- _TEXT PROVIDED_

※ ※ ※

20. A quote that changed my perspective was from author Jeannette Walls (The Glass Castle, The Morning Start, Half-Broke Horses) when she described the relationship she has with her mother. She said she doesn’t believe in the expression “forgive and forget,” but instead she “understands.” As she explained, it’s nearly impossible to forget, and sometimes it’s not about forgiveness. But what we can do is understand a person and their behavior. I LOVE THIS!
21. Once Sophie came along, I realized I am best suited for one child for a multitude of reasons. And while so many people try to pressure you to have multiple children, I’ve never regretted the decision to only have one.
22. I am against the death penalty.
23. The best piece of advice I’ve heard is from Suze Orman who said that money gives you choices. I didn’t understand what that meant until my mid-30s, and it’s so true. If you have money you can make changes and choices to improve your life in many ways.
24. My first job was at the local Dairy Queen when I was in high school. My worst job was working as an assistant at a boutique law firm that specialized in construction defect law (I was in college).
25. As a mom to a daughter, there are two things I want to teach Sophie. The first is the importance of being a kind person. There are so many mean kids (and people) in the world. I want her to be kind, but not a pushover. The second thing I will teach her is to be independent and always know how to take care of herself financially.

※ ※ ※

- _PROVIDED DATA_
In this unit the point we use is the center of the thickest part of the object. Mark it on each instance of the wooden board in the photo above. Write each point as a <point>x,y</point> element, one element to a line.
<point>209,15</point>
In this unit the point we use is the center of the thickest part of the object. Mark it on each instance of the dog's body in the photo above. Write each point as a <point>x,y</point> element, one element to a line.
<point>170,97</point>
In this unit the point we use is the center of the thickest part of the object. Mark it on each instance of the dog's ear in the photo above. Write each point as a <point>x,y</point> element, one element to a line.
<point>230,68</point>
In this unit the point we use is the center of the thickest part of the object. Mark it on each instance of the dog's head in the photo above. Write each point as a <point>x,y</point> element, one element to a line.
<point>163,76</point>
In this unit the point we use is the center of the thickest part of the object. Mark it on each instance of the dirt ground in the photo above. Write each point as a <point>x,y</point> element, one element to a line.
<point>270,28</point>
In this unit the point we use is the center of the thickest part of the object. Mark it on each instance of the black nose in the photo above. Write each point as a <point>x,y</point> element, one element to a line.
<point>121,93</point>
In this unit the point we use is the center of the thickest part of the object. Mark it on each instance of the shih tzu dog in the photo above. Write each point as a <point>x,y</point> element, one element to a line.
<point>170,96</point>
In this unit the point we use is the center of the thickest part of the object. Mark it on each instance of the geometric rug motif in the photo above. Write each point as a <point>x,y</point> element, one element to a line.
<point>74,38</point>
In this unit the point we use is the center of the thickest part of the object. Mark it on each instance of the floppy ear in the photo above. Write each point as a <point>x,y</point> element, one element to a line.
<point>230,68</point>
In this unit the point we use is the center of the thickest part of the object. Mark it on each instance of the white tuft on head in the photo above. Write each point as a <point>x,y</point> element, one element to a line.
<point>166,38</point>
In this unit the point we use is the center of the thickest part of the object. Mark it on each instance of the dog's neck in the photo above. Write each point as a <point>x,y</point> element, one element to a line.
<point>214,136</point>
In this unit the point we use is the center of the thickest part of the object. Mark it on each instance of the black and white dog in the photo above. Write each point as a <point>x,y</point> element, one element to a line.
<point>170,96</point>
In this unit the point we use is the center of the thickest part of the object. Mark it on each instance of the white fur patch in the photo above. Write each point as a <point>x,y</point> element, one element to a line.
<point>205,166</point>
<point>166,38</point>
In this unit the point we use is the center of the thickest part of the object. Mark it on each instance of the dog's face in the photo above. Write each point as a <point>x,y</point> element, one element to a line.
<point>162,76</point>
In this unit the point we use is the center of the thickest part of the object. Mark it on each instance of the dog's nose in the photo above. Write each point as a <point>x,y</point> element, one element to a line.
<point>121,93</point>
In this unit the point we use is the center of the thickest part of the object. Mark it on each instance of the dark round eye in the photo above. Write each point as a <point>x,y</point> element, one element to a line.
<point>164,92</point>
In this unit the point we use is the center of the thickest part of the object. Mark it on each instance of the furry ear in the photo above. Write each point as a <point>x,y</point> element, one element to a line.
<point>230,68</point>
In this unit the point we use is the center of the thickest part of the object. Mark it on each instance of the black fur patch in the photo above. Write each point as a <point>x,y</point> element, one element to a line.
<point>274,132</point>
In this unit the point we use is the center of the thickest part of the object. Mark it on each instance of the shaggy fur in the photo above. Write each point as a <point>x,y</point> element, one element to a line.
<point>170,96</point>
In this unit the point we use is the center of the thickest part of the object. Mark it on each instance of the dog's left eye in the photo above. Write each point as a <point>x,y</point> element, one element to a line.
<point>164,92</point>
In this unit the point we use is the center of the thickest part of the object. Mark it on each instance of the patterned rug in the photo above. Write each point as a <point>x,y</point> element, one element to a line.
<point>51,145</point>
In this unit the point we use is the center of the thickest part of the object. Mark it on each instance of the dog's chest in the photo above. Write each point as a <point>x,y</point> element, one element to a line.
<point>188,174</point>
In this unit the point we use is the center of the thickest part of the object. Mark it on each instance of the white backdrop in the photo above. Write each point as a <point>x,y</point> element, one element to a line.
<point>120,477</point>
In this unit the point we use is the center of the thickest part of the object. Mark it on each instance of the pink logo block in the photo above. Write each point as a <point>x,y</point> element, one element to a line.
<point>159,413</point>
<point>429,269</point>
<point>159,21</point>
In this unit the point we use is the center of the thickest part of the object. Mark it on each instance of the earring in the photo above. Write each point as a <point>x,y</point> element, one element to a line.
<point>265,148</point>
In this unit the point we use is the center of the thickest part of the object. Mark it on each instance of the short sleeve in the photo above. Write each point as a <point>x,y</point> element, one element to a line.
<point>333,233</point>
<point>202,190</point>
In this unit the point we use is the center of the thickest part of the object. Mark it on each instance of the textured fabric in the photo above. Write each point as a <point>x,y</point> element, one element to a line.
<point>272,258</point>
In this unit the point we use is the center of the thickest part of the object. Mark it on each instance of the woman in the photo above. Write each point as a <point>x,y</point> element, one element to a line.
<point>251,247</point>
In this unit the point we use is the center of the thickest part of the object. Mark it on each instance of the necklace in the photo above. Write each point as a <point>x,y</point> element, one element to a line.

※ ※ ※

- _YOUR OBJECTIVE_
Reproduce the numbered list of personal reflections above in full, word for word, from item 20 through item 25.

- _EXERCISE ANSWER_
20. A quote that changed my perspective was from author Jeannette Walls (The Glass Castle, The Morning Start, Half-Broke Horses) when she described the relationship she has with her mother. She said she doesn’t believe in the expression “forgive and forget,” but instead she “understands.” As she explained, it’s nearly impossible to forget, and sometimes it’s not about forgiveness. But what we can do is understand a person and their behavior. I LOVE THIS!
21. Once Sophie came along, I realized I am best suited for one child for a multitude of reasons. And while so many people try to pressure you to have multiple children, I’ve never regretted the decision to only have one.
22. I am against the death penalty.
23. The best piece of advice I’ve heard is from Suze Orman who said that money gives you choices. I didn’t understand what that meant until my mid-30s, and it’s so true. If you have money you can make changes and choices to improve your life in many ways.
24. My first job was at the local Dairy Queen when I was in high school. My worst job was working as an assistant at a boutique law firm that specialized in construction defect law (I was in college).
25. As a mom to a daughter, there are two things I want to teach Sophie. The first is the importance of being a kind person. There are so many mean kids (and people) in the world. I want her to be kind, but not a pushover. The second thing I will teach her is to be independent and always know how to take care of herself financially.